▶ _Task goal_
Reproduce verbatim the line where "Objective — one dot per instance of the muddy knee." occurs, along with all following lines down to the last line of the data.
☆ ☆ ☆
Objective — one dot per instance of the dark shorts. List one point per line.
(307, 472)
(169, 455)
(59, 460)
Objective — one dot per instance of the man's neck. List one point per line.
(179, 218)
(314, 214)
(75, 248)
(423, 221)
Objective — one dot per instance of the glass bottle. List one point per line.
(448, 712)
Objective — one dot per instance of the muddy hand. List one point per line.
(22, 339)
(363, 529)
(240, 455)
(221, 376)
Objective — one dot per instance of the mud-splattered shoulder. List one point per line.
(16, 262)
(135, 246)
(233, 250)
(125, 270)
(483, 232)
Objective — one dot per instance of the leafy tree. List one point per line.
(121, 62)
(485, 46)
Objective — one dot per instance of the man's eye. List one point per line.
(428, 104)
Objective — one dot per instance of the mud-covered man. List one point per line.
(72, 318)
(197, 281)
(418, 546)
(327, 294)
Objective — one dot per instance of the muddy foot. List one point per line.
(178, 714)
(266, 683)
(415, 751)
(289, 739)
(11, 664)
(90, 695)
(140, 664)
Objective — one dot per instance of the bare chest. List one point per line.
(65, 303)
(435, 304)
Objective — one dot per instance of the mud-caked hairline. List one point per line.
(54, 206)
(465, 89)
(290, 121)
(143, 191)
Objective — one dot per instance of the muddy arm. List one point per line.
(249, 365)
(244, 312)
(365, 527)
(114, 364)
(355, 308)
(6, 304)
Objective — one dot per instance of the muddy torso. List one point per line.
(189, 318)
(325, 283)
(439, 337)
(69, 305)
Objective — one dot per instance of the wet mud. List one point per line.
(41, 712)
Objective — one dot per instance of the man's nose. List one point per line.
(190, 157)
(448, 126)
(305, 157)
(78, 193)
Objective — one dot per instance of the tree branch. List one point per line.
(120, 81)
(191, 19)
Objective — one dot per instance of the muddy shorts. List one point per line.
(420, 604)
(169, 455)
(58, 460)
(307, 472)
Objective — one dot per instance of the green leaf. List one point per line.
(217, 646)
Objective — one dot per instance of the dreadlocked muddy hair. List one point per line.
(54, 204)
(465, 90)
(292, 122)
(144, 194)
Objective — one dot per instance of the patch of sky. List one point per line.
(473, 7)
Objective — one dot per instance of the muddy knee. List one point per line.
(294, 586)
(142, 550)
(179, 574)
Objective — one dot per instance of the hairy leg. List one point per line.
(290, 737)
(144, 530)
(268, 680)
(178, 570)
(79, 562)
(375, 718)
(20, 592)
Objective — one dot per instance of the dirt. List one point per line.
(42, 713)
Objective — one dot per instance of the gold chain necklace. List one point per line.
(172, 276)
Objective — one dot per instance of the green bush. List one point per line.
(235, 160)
☆ ☆ ☆
▶ _Response_
Objective — one dot per instance of the muddy knee. List one point per line.
(294, 586)
(142, 550)
(179, 574)
Objective — one dot per instance of the hairy leg. List one point per line.
(290, 737)
(144, 530)
(268, 680)
(178, 570)
(79, 562)
(375, 718)
(20, 592)
Objective — one dot per instance of the dirt. List one point per line.
(42, 713)
Objective — one dot per instance of the gold chain necklace. List one point per line.
(172, 276)
Objective — one dot per instance of the green bush. List one point per line.
(235, 160)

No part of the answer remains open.